Supplied entries >>
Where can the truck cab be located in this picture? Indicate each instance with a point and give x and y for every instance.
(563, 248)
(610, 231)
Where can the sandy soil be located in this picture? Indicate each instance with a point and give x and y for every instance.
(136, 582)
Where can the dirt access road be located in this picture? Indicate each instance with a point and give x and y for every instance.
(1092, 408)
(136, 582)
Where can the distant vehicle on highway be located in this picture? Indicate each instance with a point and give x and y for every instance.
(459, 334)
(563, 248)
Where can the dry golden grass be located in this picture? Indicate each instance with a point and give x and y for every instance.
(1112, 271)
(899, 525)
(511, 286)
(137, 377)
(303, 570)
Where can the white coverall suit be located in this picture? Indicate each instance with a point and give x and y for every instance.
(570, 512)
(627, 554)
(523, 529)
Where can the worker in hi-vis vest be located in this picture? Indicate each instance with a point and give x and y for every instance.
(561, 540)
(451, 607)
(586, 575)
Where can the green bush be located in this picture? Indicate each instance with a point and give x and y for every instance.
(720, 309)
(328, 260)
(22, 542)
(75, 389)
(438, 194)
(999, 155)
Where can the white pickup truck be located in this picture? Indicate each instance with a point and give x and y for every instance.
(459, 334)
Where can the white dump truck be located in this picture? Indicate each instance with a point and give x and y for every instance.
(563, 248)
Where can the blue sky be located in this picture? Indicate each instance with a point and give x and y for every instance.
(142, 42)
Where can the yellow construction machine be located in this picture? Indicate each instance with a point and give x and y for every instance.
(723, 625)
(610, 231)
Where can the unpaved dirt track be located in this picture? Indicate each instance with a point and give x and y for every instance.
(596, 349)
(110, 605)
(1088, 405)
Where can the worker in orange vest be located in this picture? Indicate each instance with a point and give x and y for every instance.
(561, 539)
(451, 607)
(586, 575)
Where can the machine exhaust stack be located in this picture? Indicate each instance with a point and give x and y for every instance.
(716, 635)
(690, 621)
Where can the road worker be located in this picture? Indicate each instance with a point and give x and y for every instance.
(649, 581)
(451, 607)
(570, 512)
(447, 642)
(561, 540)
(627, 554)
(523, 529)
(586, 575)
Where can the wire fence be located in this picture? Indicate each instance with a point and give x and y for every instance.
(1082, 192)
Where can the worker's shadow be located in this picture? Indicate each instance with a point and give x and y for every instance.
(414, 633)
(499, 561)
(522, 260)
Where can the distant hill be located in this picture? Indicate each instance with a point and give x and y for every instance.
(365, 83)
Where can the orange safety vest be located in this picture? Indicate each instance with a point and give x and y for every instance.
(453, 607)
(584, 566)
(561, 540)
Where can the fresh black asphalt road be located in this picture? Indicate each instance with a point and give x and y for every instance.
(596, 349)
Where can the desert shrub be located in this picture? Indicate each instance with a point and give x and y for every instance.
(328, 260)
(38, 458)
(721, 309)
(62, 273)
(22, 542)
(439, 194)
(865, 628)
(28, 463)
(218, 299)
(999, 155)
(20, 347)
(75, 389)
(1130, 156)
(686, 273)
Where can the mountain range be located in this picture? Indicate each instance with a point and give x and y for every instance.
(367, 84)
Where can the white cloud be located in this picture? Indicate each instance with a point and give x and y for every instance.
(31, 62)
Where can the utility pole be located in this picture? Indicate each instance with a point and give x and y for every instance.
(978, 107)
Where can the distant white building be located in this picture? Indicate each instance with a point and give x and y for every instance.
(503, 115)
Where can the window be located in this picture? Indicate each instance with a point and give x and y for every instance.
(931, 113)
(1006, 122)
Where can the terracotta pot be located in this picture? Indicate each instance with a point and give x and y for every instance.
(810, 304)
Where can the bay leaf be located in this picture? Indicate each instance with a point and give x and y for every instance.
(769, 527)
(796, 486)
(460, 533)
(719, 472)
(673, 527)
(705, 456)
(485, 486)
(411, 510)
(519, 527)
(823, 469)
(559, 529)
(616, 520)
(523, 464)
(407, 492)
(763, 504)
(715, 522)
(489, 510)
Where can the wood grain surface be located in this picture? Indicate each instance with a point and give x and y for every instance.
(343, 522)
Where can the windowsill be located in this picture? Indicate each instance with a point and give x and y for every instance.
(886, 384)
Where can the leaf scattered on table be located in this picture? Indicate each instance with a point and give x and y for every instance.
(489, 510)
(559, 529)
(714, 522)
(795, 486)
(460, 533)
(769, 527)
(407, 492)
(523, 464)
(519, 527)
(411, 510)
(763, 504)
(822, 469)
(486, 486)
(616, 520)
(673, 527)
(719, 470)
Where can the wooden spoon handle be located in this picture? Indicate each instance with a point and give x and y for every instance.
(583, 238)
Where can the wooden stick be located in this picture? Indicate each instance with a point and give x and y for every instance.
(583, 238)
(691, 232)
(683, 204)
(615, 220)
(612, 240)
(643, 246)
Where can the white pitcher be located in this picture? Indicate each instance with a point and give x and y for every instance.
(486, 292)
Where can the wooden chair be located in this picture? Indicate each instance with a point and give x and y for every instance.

Brief >> A verbatim copy of all the entries is the expected result.

Worked solution >>
Where can the truck cab be located in this picture? Indicate each instance with a point and give x and y for every instance.
(563, 248)
(610, 231)
Where can the sandy soil be located in this picture? Indicate each instance with a point and give x and y for every instance.
(136, 582)
Where can the dirt access road be located in this picture? Indicate each instance with a point and give x and y for every instance.
(1092, 408)
(136, 582)
Where can the distant vehicle on highway be located in this picture? Indicate each instance with a point and give x and y for every instance.
(459, 334)
(563, 248)
Where can the dry golden grass be located in this picture? Indicate each instance with a point and give x and y for every instance.
(1112, 271)
(899, 525)
(511, 286)
(137, 377)
(303, 570)
Where can the white coverall suit be located in this picture? Indicate each instance with a point and give x and y for every instance.
(570, 512)
(627, 554)
(523, 529)
Where can the worker in hi-vis vest be located in this picture? Indicate each instance with a point and give x and y for every instance.
(561, 540)
(451, 607)
(586, 575)
Where can the green bush be located in this picture? Indicate each instance with a point and give x and y for every instance.
(720, 309)
(328, 260)
(22, 542)
(75, 389)
(438, 194)
(999, 155)
Where can the white pickup truck be located in this picture? Indicate each instance with a point and give x and y for every instance.
(459, 334)
Where can the white dump truck be located in this picture? Indicate each instance with a point and give x and y for every instance.
(563, 248)
Where can the blue sky be located in this picture? Indicate each instance with a point and give x and y for every instance.
(142, 42)
Where can the yellow construction machine be located in this picture? Indicate each instance with a point and give x and y for every instance.
(723, 625)
(610, 231)
Where can the unpaved dirt track be located in this picture? Indicate each instance with a point and give x and y for every instance.
(596, 349)
(110, 605)
(1088, 405)
Where can the worker in orange vest be located in this picture? Indicate each instance with a point and give x and y for every instance.
(561, 539)
(451, 607)
(586, 575)
Where can the machine exhaust stack be located in this picture? Indicate each instance with a point and give x and y for every instance.
(716, 635)
(690, 621)
Where can the road worker be located in this picture? Indicate each instance with a point and give x and y for every instance.
(649, 581)
(451, 607)
(570, 512)
(447, 642)
(561, 540)
(627, 554)
(523, 529)
(586, 575)
Where can the wire fence be located in this picture? Indicate each instance with a point and give x and y for every instance.
(1082, 192)
Where can the worker's shadow be located in this picture? Indicate each instance with a point and give x and y for every instance.
(414, 633)
(499, 561)
(522, 260)
Where can the distant hill be located in this picture? Indicate each instance with a point and give x and y for every instance.
(365, 83)
Where can the orange safety vest be located in this picture? Indicate each instance with a point and give x and y for every instance.
(453, 607)
(584, 566)
(561, 540)
Where can the fresh black asphalt road be located in this picture? Indicate each instance with a point and give x and y for every instance.
(596, 349)
Where can the desert shrub be located in this picture? Indicate each instance with a point and give x and y for every instance.
(328, 260)
(38, 458)
(721, 309)
(62, 273)
(22, 542)
(439, 194)
(865, 628)
(28, 463)
(218, 299)
(999, 155)
(20, 347)
(75, 389)
(1130, 156)
(686, 273)
Where can the mountain range be located in this picture? Indicate each instance with a point and give x and y for every instance.
(367, 84)
Where can the white cloud be located in this picture? Indicate each instance with a point and give x and y for every instance.
(31, 62)
Where can the utility pole be located in this picture? Indicate each instance with a point and give x and y for every instance.
(978, 107)
Where can the distant white building be located in this picture? Indicate each instance with a point and give x and y for every instance.
(503, 115)
Where can the window be located in this picture? Indicate each instance with a point and give x and y for every instance.
(931, 113)
(1006, 122)
Where can the terracotta pot be located in this picture? Indicate each instance with a point and give x and y for every instance.
(810, 304)
Where can the bay leaf be located in this picture? Indicate each instance with a point and give x and y for every instance.
(769, 527)
(796, 486)
(460, 533)
(719, 472)
(673, 527)
(705, 456)
(485, 486)
(411, 510)
(519, 527)
(823, 469)
(559, 529)
(616, 520)
(523, 464)
(407, 492)
(763, 504)
(715, 522)
(489, 510)
Where can the wood grain surface be located in this picture? Indicate each instance with a point and give x and y for every instance.
(343, 522)
Where can the windowsill be located in this picture? Indicate each instance with a point and give x and y for every instance.
(886, 384)
Where can the leaf scattered on table be located in this picture? Indicate each instance with a point and give x and y for every instance.
(489, 510)
(559, 529)
(714, 522)
(795, 486)
(460, 533)
(769, 527)
(407, 492)
(523, 464)
(519, 527)
(411, 510)
(763, 504)
(822, 469)
(486, 486)
(616, 520)
(673, 527)
(719, 470)
Where can the wooden spoon handle be located in this picture? Indicate each instance with a point and give x and y for every instance.
(583, 238)
Where can the wooden stick be located in this picture? Indicate each instance with a point and give x and y for every instance.
(583, 238)
(691, 232)
(683, 204)
(615, 220)
(612, 240)
(643, 246)
Where can the white pitcher be located in this picture? Indicate each instance with a point and give x and y for every instance.
(486, 292)
Where can the wooden chair be located in this picture? Indicate each instance with a point and give x and y for every instance.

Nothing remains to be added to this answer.